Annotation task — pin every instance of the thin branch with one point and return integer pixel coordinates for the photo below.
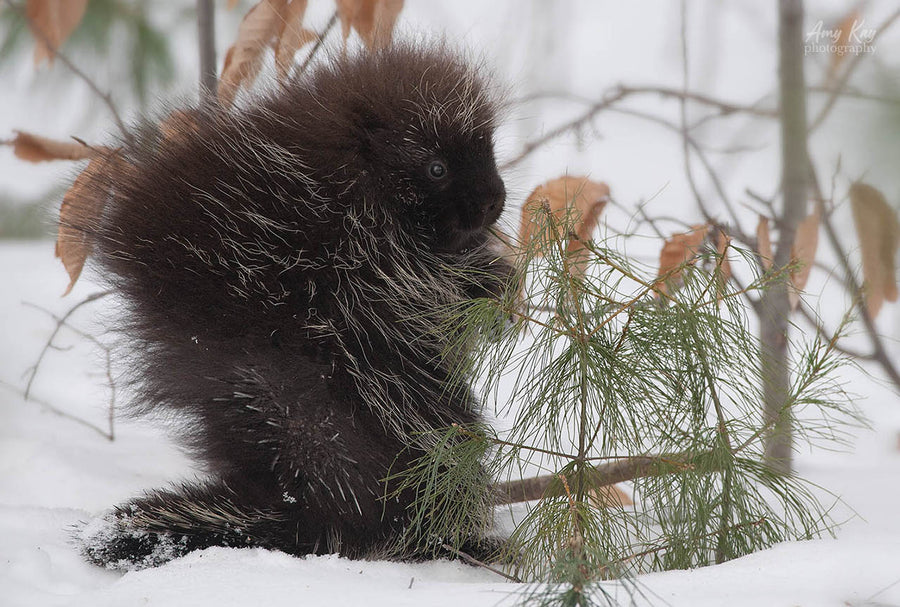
(623, 469)
(588, 115)
(60, 322)
(725, 107)
(206, 43)
(105, 97)
(879, 352)
(56, 411)
(318, 45)
(838, 88)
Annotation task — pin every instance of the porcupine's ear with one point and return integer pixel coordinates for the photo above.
(371, 129)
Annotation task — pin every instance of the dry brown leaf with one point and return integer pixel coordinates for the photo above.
(764, 243)
(878, 231)
(678, 250)
(293, 36)
(803, 253)
(373, 20)
(588, 198)
(845, 27)
(82, 204)
(51, 22)
(34, 148)
(261, 26)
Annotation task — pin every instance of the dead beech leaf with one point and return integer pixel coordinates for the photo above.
(51, 22)
(34, 148)
(260, 27)
(373, 20)
(803, 253)
(764, 243)
(844, 27)
(81, 205)
(587, 198)
(682, 248)
(879, 233)
(293, 36)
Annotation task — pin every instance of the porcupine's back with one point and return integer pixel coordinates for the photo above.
(238, 238)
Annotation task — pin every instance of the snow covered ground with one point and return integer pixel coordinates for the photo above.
(57, 469)
(55, 472)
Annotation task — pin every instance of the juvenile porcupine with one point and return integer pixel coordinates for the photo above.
(284, 269)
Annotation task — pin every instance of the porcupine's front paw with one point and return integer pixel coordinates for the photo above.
(116, 542)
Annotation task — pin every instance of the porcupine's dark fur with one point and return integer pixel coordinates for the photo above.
(283, 269)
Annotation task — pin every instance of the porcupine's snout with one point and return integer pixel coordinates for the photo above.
(487, 205)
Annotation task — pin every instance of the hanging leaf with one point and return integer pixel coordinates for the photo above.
(261, 26)
(680, 249)
(51, 22)
(293, 37)
(878, 231)
(588, 199)
(764, 243)
(81, 205)
(34, 148)
(373, 20)
(803, 255)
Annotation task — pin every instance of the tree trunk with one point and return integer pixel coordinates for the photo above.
(775, 304)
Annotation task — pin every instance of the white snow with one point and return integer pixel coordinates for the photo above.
(57, 473)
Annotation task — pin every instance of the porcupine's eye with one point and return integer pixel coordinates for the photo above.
(437, 170)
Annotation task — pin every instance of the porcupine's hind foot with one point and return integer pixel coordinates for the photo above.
(164, 525)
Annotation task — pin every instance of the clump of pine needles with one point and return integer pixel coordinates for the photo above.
(616, 378)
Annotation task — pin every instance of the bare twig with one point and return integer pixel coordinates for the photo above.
(879, 352)
(206, 42)
(837, 91)
(105, 97)
(623, 469)
(318, 45)
(60, 322)
(473, 561)
(725, 107)
(57, 411)
(588, 115)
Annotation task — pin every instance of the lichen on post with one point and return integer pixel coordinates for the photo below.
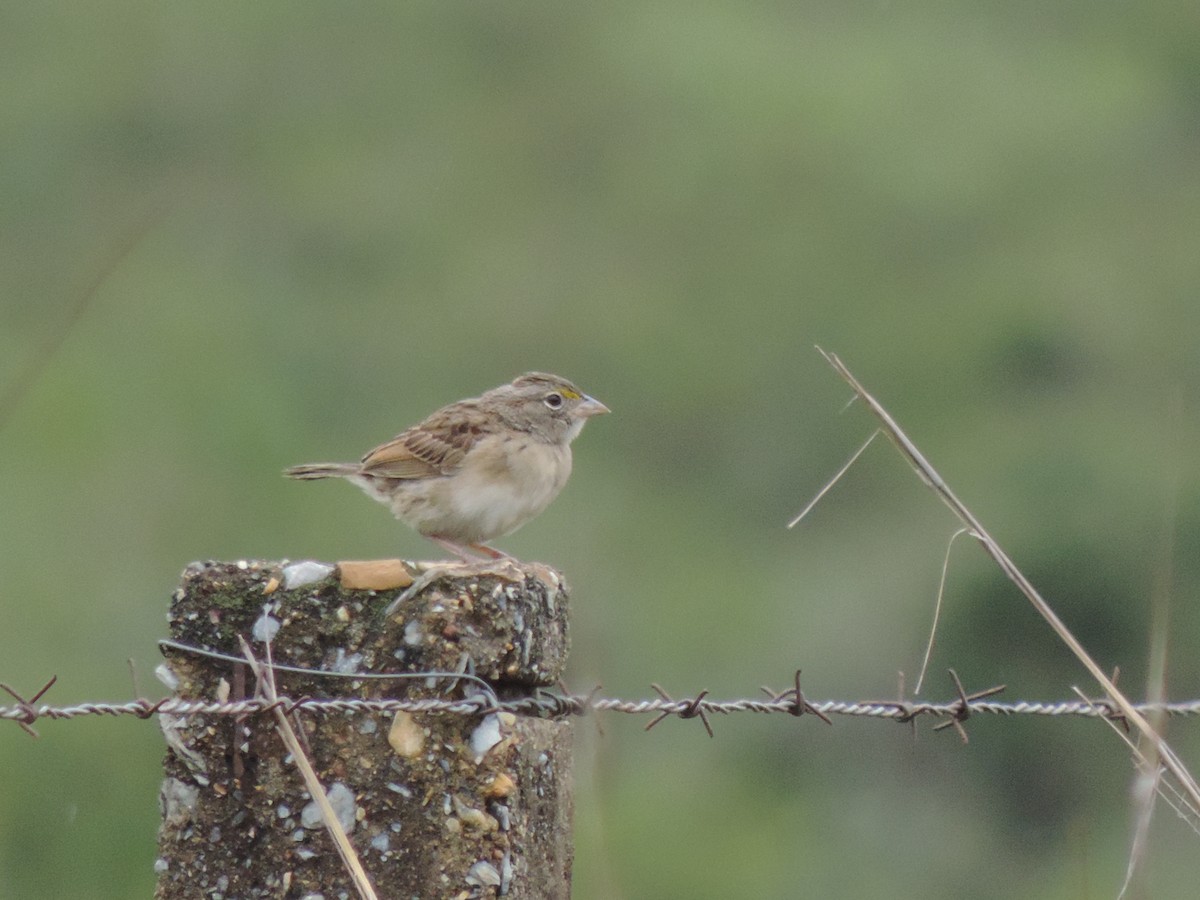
# # # # # # #
Short task
Rewrite all the records above, replacing every "photo" with "image" and leaving everything else unchanged. Omit the pictures from your answer.

Output of the exercise
Annotation task — pin every instance of the thin branch with one point and return integer pixel coordinates for the image below.
(623, 469)
(588, 115)
(60, 322)
(725, 107)
(206, 43)
(105, 97)
(879, 352)
(56, 411)
(318, 45)
(838, 88)
Annotation task — pin every instance of the porcupine's ear with one point and return integer pixel coordinates for the image above.
(371, 129)
Annotation task — pin every instance of the dry brown leaf with one point and return integer pixel coordinates for the image above.
(764, 243)
(878, 231)
(678, 250)
(293, 36)
(803, 253)
(373, 20)
(588, 198)
(845, 27)
(82, 204)
(51, 22)
(34, 148)
(261, 26)
Annotation task — pin every instance of the dead beech leaf with one point and return integer pixel coordinates for the image above.
(51, 22)
(34, 148)
(260, 27)
(373, 20)
(803, 253)
(764, 243)
(844, 27)
(81, 205)
(587, 198)
(682, 248)
(879, 233)
(293, 36)
Annotation task — pin every instance of the porcupine's back with one point and return integer pixel coordinates for the image above.
(238, 238)
Annotation task — pin every instance of the snow covered ground with one point and return integer pixel coordinates for the image above.
(57, 469)
(55, 472)
Annotation task — pin every instance of the juvenile porcupine with one point and return integer pixel coordinates for the image above.
(284, 269)
Annotation task — pin every instance of the porcupine's front paw with one point and return integer pixel coordinates for the image above.
(116, 542)
Annotation task — pin every instance of the porcupine's dark fur with one point and return integer pixel coordinates for the image above.
(283, 269)
Annotation task — pin every instance of the porcupine's snout with one point and return integer pixel coordinates for the image above.
(487, 205)
Annotation task — pin every instance of the hanging leaf with one point and return integer pixel coordinates for the image above.
(261, 26)
(680, 249)
(51, 22)
(293, 37)
(878, 231)
(588, 199)
(764, 243)
(81, 205)
(34, 148)
(373, 20)
(803, 255)
Annotation task — pin every instance of the tree trunk with one point and return integer pixel coordinates for the image above.
(775, 304)
Annotation task — pin every instance of the white snow with one point and return integer pixel coordinates for the image above.
(57, 473)
Annotation task — pin every instance of the porcupine's eye with one point and return integer pixel coordinates for the image above.
(437, 170)
Annotation task — pin every instance of the porcupine's hind foot with one point and return integer pixel coordinates for the image above.
(164, 525)
Annotation task — pin every instance of the clump of pine needles with one point and return integer pixel coordinates for the image above.
(616, 378)
Annotation task — pin every instance of the bare twig with one point and return integer pixel coordinates for the image above.
(879, 352)
(206, 42)
(837, 91)
(105, 97)
(623, 469)
(318, 45)
(60, 322)
(473, 561)
(725, 107)
(57, 411)
(588, 115)
Annotation task — pin every instance of the lichen on post with one point and return integer pixel coordinates for the image below.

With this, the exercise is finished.